(05-29-2018 10:53 PM)GiveEmTheAxe Wrote: I'll add to the chorus of those saying that there's nothing wrong with the name UC Davis. The UC system has enough prestige to overcome whatever ideas people have about system schools with city names, hyphenated or non-hyphenated.
The CSU system, on the other hand, lacks uniformity in its naming formats and suffers a bit for it, I think. At least Cal Poly grabbed a cool name for itself.
If Stanford and the University of California hadn't lobbied to block the state's acquisition of what would become Caltech, we may have ended up with a much more confused university name landscape in California. It might have started a system to rival UC in a way that the CSU system has never been allowed to. Or maybe not. Maybe Caltech would just be a standalone public school.
The CSU system is too varied, and the charter too restrictive. Branding is a big issue, as the oldest schools want to keep the Prestige of being <City/county> State University. So SFSU, SJSU, SDSU, SSU, HSU are not going to change. Others like the State name and don't use the CSU in their (branding) names such as Stan State, Chico State, Sac State and Fresno State. Others proudly use it as Cal State (LA, Fullerton, East Bay, San Marcos) or CSU (Bakersfield, San Berandino, Channel Islands or CI, Monterey Bay, Northridge who go by CSUN). Then there is Long beach which can best be described as confused, so much so we don't know what to call the Beach.
Cal Poly markets itself as separate and flaunts it's semi-independence from the CSU charter, with it's own separate admission standards and program structure. Pomona piggybacks on Cal Poly.

Exercise 1 —
Translate this sentence from the post on California university names into Spanish: "At least Cal Poly grabbed a cool name for itself."

Information shown —
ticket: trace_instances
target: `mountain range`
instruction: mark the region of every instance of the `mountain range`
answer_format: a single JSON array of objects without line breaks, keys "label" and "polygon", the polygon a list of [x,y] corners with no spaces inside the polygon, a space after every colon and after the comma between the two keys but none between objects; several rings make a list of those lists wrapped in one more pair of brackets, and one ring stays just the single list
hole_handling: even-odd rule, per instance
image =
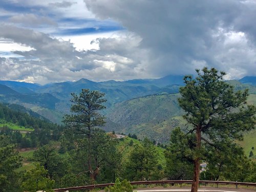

Exercise 2 —
Render every line of the records above as a JSON list of strings, with one string for each line and blank lines omitted. Leave the picture out.

Exercise result 1 —
Al menos Cal Poly se hizo con un nombre genial.

Exercise result 2 —
[
  "ticket: trace_instances",
  "target: `mountain range`",
  "instruction: mark the region of every instance of the `mountain range`",
  "answer_format: a single JSON array of objects without line breaks, keys \"label\" and \"polygon\", the polygon a list of [x,y] corners with no spaces inside the polygon, a space after every colon and after the comma between the two keys but none between objects; several rings make a list of those lists wrapped in one more pair of brackets, and one ring stays just the single list",
  "hole_handling: even-odd rule, per instance",
  "image ="
]